[Object location annotation data]
— BEGIN —

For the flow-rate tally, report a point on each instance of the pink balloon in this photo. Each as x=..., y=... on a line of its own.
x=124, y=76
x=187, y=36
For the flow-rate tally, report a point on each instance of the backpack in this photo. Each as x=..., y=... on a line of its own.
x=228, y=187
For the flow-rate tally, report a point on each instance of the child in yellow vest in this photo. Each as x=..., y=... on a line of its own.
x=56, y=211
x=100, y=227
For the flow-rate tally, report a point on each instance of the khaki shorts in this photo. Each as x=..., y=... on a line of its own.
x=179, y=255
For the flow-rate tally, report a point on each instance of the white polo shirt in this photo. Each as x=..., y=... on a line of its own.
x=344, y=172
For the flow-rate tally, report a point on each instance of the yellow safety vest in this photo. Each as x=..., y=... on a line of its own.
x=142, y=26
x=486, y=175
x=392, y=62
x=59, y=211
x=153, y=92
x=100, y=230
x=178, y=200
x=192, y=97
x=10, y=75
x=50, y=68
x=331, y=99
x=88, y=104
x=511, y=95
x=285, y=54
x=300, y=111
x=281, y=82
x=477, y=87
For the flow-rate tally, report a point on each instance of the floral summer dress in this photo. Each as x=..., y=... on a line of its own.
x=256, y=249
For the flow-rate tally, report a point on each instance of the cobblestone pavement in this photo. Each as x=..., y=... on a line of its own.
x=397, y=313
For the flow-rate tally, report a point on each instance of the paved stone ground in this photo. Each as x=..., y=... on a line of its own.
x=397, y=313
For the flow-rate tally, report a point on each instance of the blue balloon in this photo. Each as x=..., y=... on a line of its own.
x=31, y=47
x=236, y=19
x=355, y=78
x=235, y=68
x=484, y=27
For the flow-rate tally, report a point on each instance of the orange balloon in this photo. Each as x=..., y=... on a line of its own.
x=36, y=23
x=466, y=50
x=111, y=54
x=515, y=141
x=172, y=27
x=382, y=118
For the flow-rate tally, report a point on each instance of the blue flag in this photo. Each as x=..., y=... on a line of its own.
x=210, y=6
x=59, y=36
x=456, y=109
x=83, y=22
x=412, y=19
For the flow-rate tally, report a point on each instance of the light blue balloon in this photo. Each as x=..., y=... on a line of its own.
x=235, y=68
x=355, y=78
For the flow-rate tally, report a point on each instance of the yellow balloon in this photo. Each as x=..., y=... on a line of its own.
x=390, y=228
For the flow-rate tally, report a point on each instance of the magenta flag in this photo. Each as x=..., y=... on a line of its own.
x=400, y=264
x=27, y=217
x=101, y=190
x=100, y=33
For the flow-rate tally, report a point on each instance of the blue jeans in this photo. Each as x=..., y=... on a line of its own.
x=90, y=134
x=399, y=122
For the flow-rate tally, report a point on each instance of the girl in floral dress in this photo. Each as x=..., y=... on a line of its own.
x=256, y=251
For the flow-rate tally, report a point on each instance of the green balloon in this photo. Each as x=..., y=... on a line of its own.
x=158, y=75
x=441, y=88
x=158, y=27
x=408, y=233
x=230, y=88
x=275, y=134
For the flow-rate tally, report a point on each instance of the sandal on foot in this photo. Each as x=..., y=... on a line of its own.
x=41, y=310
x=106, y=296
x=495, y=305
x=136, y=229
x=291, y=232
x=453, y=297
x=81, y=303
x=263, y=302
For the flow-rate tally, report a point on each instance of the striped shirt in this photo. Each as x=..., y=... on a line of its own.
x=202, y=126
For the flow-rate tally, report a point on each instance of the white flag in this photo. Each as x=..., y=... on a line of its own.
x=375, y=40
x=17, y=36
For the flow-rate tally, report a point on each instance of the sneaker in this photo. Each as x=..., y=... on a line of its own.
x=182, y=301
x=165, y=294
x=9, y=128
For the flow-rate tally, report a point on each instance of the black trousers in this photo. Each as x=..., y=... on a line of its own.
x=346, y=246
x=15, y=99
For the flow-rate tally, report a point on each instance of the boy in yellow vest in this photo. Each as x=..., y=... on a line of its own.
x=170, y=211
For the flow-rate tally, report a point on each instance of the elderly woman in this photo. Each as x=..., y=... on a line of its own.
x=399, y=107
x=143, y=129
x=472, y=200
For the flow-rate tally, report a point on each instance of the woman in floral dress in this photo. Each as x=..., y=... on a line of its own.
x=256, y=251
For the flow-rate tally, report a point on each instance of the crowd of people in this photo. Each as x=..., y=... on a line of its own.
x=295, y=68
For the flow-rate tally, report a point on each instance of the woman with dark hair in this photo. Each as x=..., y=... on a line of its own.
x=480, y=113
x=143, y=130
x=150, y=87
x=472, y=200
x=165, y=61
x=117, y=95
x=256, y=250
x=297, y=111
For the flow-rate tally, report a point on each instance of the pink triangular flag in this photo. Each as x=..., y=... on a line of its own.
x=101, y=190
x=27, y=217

— END —
— BEGIN —

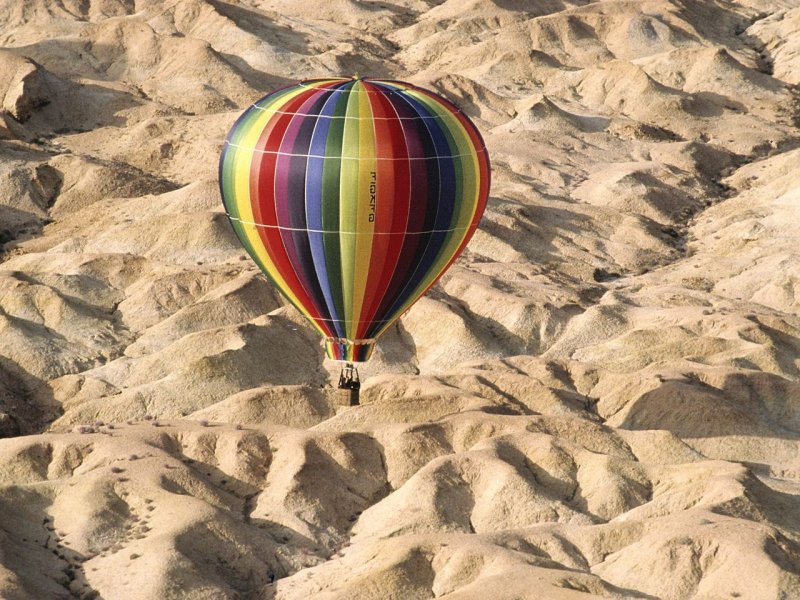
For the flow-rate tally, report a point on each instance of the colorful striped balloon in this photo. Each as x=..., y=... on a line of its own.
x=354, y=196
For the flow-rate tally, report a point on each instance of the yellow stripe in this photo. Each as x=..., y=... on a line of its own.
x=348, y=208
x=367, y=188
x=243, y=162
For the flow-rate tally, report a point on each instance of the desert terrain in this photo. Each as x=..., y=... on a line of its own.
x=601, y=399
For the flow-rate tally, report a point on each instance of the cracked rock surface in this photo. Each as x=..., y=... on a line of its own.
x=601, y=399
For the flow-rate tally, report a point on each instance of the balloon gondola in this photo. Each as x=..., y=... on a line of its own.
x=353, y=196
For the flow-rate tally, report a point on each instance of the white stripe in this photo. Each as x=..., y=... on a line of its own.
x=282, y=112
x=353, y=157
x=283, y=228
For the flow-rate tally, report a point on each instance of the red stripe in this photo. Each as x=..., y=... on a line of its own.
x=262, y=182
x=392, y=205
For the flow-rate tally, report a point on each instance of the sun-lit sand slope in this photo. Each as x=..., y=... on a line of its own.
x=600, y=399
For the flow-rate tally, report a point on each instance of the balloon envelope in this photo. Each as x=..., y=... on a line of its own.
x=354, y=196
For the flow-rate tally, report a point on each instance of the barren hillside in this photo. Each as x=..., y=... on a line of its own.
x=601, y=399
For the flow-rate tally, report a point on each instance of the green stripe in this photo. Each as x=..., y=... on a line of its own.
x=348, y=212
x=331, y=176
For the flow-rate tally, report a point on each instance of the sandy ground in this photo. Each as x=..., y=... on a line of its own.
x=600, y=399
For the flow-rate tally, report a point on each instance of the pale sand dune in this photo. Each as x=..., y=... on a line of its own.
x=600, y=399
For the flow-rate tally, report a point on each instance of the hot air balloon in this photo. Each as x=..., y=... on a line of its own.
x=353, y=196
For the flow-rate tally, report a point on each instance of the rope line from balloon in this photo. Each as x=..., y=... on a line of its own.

— END —

--- The problem ---
Format the part of the data that opens with the line containing "the pink balloon" and closes with the line containing "x=477, y=87" as a two-column CSV with the headers instruction and response. Give one row per instruction and its answer, with each value in a single quoted field and line breaks replaced by spaces.

--- Exercise output ---
instruction,response
"For the flow-rate tally, report a point on each instance of the pink balloon in this photo. Each as x=..., y=... on a line of its own.","x=124, y=76 x=187, y=36"
"For the flow-rate tally, report a point on each instance of the backpack in this photo. Each as x=..., y=... on a line of its own.","x=228, y=187"
"For the flow-rate tally, report a point on each instance of the child in yellow vest in this photo. Each as x=..., y=... on a line of its own.","x=56, y=211 x=100, y=227"
"For the flow-rate tally, report a point on each instance of the khaki shorts in this photo. Each as x=..., y=... on a line of its own.","x=179, y=255"
"For the flow-rate tally, report a point on each instance of the white polo shirt in this photo. Each as x=..., y=... on a line of its own.","x=344, y=172"
"For the flow-rate tally, report a point on each instance of the yellow safety vest in this photo. Each as x=..., y=... on a line of its own.","x=142, y=26 x=486, y=175 x=392, y=62 x=59, y=211 x=153, y=92 x=100, y=230 x=178, y=200 x=192, y=97 x=10, y=75 x=50, y=68 x=331, y=99 x=88, y=104 x=511, y=95 x=285, y=54 x=300, y=111 x=281, y=82 x=477, y=87"